Repeat exactly the lines from the line containing "Where can the radio" to the last line of the listing, including both.

Dataset extract:
◇ ◇ ◇

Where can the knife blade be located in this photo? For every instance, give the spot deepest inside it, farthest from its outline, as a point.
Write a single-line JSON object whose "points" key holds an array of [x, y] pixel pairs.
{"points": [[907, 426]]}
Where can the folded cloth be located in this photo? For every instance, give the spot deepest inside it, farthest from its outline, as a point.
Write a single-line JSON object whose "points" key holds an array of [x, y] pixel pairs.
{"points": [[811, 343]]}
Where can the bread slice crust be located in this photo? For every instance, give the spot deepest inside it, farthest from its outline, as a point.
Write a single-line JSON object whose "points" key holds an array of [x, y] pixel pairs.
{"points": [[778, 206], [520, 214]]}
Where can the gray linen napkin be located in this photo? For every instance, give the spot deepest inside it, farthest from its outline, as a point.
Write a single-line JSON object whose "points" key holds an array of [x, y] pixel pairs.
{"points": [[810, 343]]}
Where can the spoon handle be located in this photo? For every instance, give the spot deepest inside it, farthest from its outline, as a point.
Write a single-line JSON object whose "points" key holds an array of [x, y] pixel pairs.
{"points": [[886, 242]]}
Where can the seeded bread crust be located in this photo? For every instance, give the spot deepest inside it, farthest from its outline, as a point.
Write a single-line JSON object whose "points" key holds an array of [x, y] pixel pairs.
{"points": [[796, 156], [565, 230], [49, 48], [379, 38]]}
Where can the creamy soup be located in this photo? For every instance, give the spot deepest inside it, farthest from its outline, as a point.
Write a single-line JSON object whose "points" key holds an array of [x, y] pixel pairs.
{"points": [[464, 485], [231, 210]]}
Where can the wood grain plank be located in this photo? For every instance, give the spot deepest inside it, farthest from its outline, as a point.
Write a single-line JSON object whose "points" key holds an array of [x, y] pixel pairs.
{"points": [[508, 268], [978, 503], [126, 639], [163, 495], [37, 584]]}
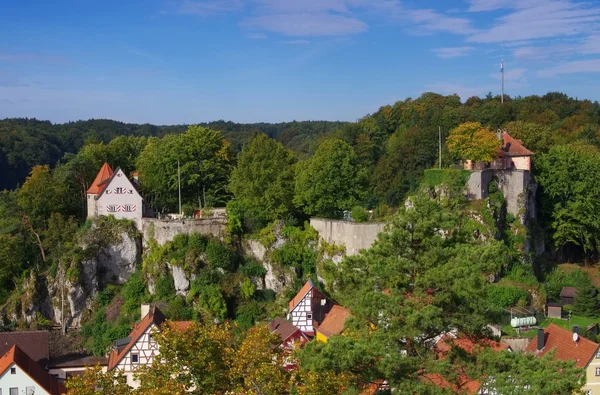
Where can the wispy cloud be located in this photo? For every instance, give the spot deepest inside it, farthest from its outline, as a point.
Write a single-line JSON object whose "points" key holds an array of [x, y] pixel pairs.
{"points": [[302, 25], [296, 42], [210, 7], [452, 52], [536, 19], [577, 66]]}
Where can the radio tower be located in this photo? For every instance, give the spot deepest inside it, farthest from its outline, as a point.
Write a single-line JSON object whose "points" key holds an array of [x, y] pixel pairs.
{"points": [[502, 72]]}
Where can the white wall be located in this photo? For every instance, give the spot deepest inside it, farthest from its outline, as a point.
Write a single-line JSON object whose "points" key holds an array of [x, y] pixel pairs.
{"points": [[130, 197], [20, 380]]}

◇ ◇ ◇

Final answer:
Where can the radio tower be located in this photo? For every instance, give the spot deepest inside it, farthest from its outline, as a point.
Write a single-line JSON object whose "points" key holds an array of [x, y] pixel pairs.
{"points": [[502, 72]]}
Where can the white wall be located in this photo? For every instance, give the spot deepest inside it, farthest from its outline, as a point.
Write a single-line JSON object whose "points" key holds an array of [x, y] pixel pairs.
{"points": [[130, 197], [20, 380]]}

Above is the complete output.